Extrait de page:
---

Questions à Ali Benflis Avocat, fondateur du nouveau parti Talaiou El Houriyet
publié le 27 mai 2015 à 19h26

Battu aux présidentielles de 2004 et 2014 par Abdelaziz Bouteflika, l’avocat Ali Benflis, 70 ans, fut auparavant son directeur de campagne puis son Premier ministre. Cet ancien du FLN, à qui on reproche d’avoir crédibilisé une opération électorale jouée d’avance en se présentant, vient de fonder son propre parti, Talaiou El Houriyet («avant-garde des libertés»).

Quel constat faites-vous de la situation du pays ?

L’Algérie est dans une double impasse, politique et économique, sans précédent. Le pouvoir s’enfonce dans le déni complet de la situation interne et externe. Sur le plan diplomatique, on a l’impression que le pays ne pèse plus. Le pouvoir continue d’acheter la paix sociale en utilisant la corne d’abondance des hydrocarbures.

Vous préconisez un nouveau pacte démocratique qui serait en quelque sorte incarné par votre nouveau parti…

Il faut sortir de cette paralysie. Nous avons affaire à un régime totalitaire qui nous rabâche qu’il faut prendre le chemin des réformes alors qu’il ne manifeste aucune volonté politique de les engager. Un pouvoir issu de la fraude ne peut bénéficier d’aucun crédit.

Quel rôle devrait incarner l’armée dans la transition démocratique que vous réclamez ?

L’armée a des missions constitutionnelles permanentes qui sont la sauvegarde de l’indépendance nationale et la défense de la souveraineté nationale. Dans cette période de transition démocratique que je réclame, et qui doit passer par les urnes, l’armée, naturellement, aura à jouer un rôle de suivi, d’accompagnement et de garantie de la mise en œuvre des engagements pris par toutes les composantes politiques.

Et si cette transition ne devait pas avoir lieu ?

Je ne veux pas imaginer le pire… Je fais donc confiance à la sagesse des Algériens. Nous devons cette transition au peuple qui est fatigué de ce théâtre des ombres et de cette confiscation de ses libertés démocratiques.

Le pays est-il aux mains d’un clan affairiste qui s’est niché au plus près du pouvoir présidentiel ?

La puissance de ce clan autour du Président s’explique par un dénominateur commun : la survie du régime. Et par ses relais internationaux, qui ont pour mission de lui procurer une légitimité de l’extérieur faute de l’avoir de l’intérieur.

Comment expliquer cette deuxième visite de François Hollande, courant juin, à Alger ?

Essentiellement par des intérêts économiques conjoncturels. Notre pays est considéré comme un pays solvable, en même temps demandeur d’équipements et de biens de consommation. De son côté, la France contribue à cette légitimation internationale du régime.

---

Informations fournies:
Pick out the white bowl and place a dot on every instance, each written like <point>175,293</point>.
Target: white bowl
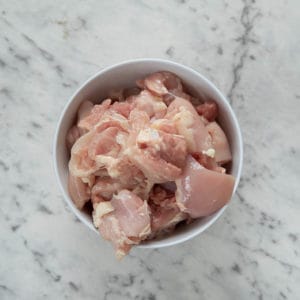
<point>124,74</point>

---

Travail à faire:
1: Répondez à ces questions sur l'entretien avec Ali Benflis :
(a) Quel âge a Ali Benflis ?
(b) Quelles sont les missions constitutionnelles permanentes de l'armée ?
(c) Par quoi Ali Benflis explique-t-il essentiellement la deuxième visite de François Hollande à Alger ?
2: Recopiez fidèlement le passage de l'entretien qui commence par « Et si cette » et se termine par « juin, à Alger ? ».
Appuyez-vous seulement sur l'entretien pour répondre.

Résultats obtenus:
1:
(a) Il a 70 ans.
(b) La sauvegarde de l'indépendance nationale et la défense de la souveraineté nationale.
(c) Par des intérêts économiques conjoncturels.

2:
Et si cette transition ne devait pas avoir lieu ?

Je ne veux pas imaginer le pire… Je fais donc confiance à la sagesse des Algériens. Nous devons cette transition au peuple qui est fatigué de ce théâtre des ombres et de cette confiscation de ses libertés démocratiques.

Le pays est-il aux mains d’un clan affairiste qui s’est niché au plus près du pouvoir présidentiel ?

La puissance de ce clan autour du Président s’explique par un dénominateur commun : la survie du régime. Et par ses relais internationaux, qui ont pour mission de lui procurer une légitimité de l’extérieur faute de l’avoir de l’intérieur.

Comment expliquer cette deuxième visite de François Hollande, courant juin, à Alger ?